課題:
下の抜粋で「(配付資料)」の見出しの下に挙がっている資料を、資料番号と題名の組としてすべて列挙すること。

1.開催日時:2005年4月25日(月)17:30〜18:30

2.場所:総理官邸4階大会議室

3.出席議員

     議長 小泉 純一郎 内閣総理大臣
 議員
細田 博之 内閣官房長官
 同
棚橋 泰文 科学技術政策担当大臣
 同
麻生 太郎 総務大臣
 同
谷垣 禎一 財務大臣(代理 上田 勇 財務副大臣)
 同
中山 成彬 文部科学大臣
 同
中川 昭一 経済産業大臣(代理 小此木 八郎 経済産業副大臣)
 同
阿部 博之  
 同
薬師寺泰蔵  
 同
岸本 忠三  
 同
柘植 綾夫  
 同
黒田 玲子  
 同
松本 和子  
 同
吉野 浩行  
    (臨時)    
 同
島村 宜伸 農林水産大臣
 同
小池百合子 環境大臣
 同
小池百合子 沖縄及び北方対策担当大臣



(議事次第)

1.開会

2.議事
(1)第3期科学技術基本計画に向けた検討状況について
(2)平成18年度科学技術関係予算の改革と充実・強化について
(3)最近の科学技術の動向について

3.閉会

 

(配付資料)
資料1 第3期科学技術基本計画に向けた検討状況について(PDF:441KB)
資料2 平成18年度科学技術関係予算の改革と充実・強化について(PDF)
資料3−1 麻生議員提出資料((1)(PDF:209KB)(2)(PDF:500KB))
資料3−2 中山議員提出資料((1)(PDF)(2)(3)(PDF:478KB))

素材:
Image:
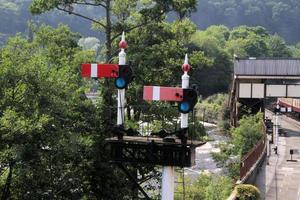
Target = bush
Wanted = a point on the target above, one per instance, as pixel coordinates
(206, 187)
(247, 192)
(247, 134)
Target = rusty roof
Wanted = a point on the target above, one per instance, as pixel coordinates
(267, 67)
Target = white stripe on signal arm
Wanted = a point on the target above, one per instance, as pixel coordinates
(156, 93)
(94, 70)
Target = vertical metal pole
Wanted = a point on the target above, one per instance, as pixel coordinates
(169, 171)
(121, 93)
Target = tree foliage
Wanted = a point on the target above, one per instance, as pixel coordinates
(206, 187)
(247, 134)
(51, 139)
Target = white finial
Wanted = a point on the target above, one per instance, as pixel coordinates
(123, 36)
(186, 60)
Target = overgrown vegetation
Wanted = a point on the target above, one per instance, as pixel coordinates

想定解答:
- 資料1 第3期科学技術基本計画に向けた検討状況について
- 資料2 平成18年度科学技術関係予算の改革と充実・強化について
- 資料3−1 麻生議員提出資料
- 資料3−2 中山議員提出資料